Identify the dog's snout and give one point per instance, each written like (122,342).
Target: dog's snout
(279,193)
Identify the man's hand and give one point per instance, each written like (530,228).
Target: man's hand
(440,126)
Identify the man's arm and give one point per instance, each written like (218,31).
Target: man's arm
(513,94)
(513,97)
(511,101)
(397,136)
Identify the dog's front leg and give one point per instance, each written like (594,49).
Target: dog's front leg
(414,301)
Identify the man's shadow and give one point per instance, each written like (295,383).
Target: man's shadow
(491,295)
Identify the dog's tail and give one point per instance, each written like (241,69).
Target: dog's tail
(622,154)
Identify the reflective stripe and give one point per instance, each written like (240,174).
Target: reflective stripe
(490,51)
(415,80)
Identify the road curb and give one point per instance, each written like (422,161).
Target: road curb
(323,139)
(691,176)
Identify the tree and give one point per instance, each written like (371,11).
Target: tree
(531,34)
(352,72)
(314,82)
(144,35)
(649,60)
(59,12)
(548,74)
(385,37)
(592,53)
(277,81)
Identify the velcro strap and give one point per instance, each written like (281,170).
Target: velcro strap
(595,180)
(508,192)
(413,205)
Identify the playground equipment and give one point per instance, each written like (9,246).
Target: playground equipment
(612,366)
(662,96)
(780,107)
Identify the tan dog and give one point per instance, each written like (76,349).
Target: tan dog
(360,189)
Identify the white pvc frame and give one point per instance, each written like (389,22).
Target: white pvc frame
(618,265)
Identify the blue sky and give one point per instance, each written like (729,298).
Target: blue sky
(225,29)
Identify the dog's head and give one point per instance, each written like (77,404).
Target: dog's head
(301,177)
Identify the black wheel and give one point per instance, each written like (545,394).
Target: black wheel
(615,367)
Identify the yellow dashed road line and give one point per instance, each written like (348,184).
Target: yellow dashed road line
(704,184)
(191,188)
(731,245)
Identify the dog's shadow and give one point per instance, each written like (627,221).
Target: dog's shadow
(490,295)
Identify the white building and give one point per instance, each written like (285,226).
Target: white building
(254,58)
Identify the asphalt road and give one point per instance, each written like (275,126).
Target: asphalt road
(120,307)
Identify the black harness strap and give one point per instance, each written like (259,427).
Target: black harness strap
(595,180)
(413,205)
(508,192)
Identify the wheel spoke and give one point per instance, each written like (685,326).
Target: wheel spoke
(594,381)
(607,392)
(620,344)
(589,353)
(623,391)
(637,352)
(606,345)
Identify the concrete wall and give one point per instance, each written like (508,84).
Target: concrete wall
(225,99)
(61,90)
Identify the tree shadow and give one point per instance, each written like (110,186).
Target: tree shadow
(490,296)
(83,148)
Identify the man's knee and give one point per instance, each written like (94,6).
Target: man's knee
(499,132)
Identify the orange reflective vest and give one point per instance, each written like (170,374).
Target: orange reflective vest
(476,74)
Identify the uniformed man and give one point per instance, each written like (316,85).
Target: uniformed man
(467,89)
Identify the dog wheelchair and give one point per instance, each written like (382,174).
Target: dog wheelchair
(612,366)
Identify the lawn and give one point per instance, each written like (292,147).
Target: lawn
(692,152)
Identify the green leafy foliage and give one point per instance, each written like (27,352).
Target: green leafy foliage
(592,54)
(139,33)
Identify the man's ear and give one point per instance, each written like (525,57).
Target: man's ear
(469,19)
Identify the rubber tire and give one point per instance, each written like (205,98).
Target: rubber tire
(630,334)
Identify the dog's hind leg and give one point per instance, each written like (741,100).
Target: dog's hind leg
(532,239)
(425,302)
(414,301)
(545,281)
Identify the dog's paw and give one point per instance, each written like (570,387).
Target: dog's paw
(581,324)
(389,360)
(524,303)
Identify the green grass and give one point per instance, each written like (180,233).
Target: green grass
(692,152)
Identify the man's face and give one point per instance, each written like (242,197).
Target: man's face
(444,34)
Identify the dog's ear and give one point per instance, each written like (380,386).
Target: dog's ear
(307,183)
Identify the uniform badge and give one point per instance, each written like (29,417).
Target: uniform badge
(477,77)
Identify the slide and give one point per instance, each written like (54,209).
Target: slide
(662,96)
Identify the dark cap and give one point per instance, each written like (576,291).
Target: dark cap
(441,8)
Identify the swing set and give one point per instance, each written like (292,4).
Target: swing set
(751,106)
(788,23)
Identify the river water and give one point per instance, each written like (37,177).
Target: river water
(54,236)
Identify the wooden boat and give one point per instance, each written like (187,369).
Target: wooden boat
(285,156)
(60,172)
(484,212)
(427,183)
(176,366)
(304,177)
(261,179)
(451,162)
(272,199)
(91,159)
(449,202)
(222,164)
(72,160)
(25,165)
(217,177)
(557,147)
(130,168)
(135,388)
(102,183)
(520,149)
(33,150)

════════════════════

[Task instructions] Using the listing above, return word for word each line from the one that has "Identify the swing" through the one that has "Identify the wooden", and no line outside that range.

[Task result]
Identify the swing set and give one point per instance, each written like (292,4).
Target: swing set
(751,106)
(788,23)
Identify the river water and give one point per instance, each written like (37,177).
Target: river water
(54,236)
Identify the wooden boat and give one point per instance, each written like (187,369).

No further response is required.